## WRITTEN TASK
Without the images, output each record below as it stands.

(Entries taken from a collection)
--------------------------------------------------
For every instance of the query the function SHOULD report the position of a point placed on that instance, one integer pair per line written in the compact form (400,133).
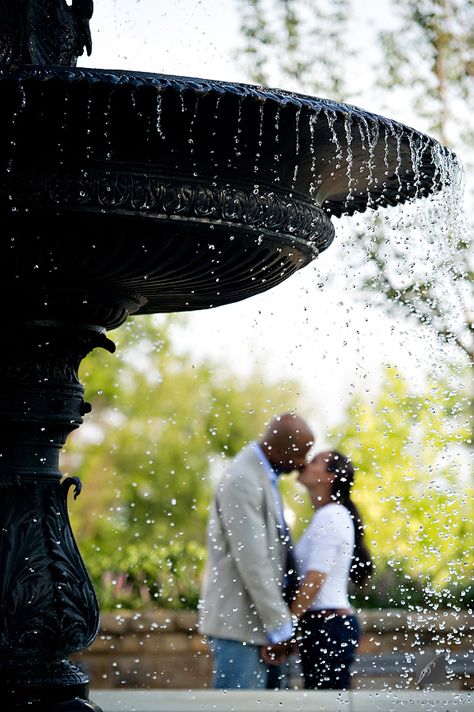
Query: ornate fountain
(127,193)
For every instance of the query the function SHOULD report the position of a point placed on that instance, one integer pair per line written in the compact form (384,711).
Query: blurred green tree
(413,490)
(160,427)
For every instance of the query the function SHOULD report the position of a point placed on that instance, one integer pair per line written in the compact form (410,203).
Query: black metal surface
(167,193)
(44,31)
(48,607)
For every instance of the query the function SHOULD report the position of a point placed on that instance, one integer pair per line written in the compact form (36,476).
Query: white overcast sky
(332,343)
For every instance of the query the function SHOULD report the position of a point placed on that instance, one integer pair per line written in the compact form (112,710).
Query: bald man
(242,610)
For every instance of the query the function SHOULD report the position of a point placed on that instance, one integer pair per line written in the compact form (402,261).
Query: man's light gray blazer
(242,591)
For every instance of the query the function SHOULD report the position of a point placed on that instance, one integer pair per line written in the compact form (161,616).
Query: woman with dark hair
(330,552)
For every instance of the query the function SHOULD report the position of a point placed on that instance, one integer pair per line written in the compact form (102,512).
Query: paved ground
(284,701)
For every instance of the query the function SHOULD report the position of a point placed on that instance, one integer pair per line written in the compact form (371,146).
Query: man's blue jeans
(237,665)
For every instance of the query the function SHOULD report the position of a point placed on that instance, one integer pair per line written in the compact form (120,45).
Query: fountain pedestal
(48,606)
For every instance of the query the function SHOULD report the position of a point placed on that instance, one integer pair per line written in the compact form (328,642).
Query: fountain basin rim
(204,86)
--------------------------------------------------
## FULL SOLUTION
For every instance of the query the function SHOULD report the position of a point placed on that instance, one integer pair per line written in the compact form (400,133).
Query: ornate fountain
(127,193)
For every instance of the query the function SHOULD report the position of a point placed on that instance, one integer pair per line written in the compact form (384,711).
Query: blurred green tree
(413,490)
(160,427)
For every instance of the query the function SHOULD report the position of a point placed on that instance, one integer pair per line written in the compact form (410,203).
Query: black metal surface
(167,193)
(44,31)
(48,607)
For every instance of the query the function SHOULD report the position of a point placed on that instance, one integer pair per line written in the compact form (36,476).
Query: white overcast sky
(332,343)
For every instance of the query the function SHOULD report the position of a point placed on that instance, one integer pair per line written in the compact form (112,710).
Query: bald man
(242,610)
For every instance of the query the function SHOULD report the position of a point placed on that instance, one integer pair per line written in the compact form (402,261).
Query: man's light gray blazer
(242,591)
For every instance of the query the function SHOULD report the position of a point placed on that instance, one integer pair per line written in the compact form (161,616).
Query: woman with dark hair
(330,552)
For every instance of the query the function SHOULD report the position of a point placed on that instance, one integer pair per line written in the compact form (102,512).
Query: paved ground
(284,701)
For every instance of the query the function SHOULD report the position of a point placed on that instance, one integer pair per line written in the compact form (371,146).
Query: man's blue jeans
(237,665)
For every instance of the query the function SHOULD report the position of a point placed on that instance, one integer pair per line written in the compact form (120,45).
Query: fountain pedestal
(48,606)
For every instance of the query the function SHOULD report the position of a point placed on that instance, one integer pair per line written in the compact form (328,642).
Query: fountain basin rim
(204,86)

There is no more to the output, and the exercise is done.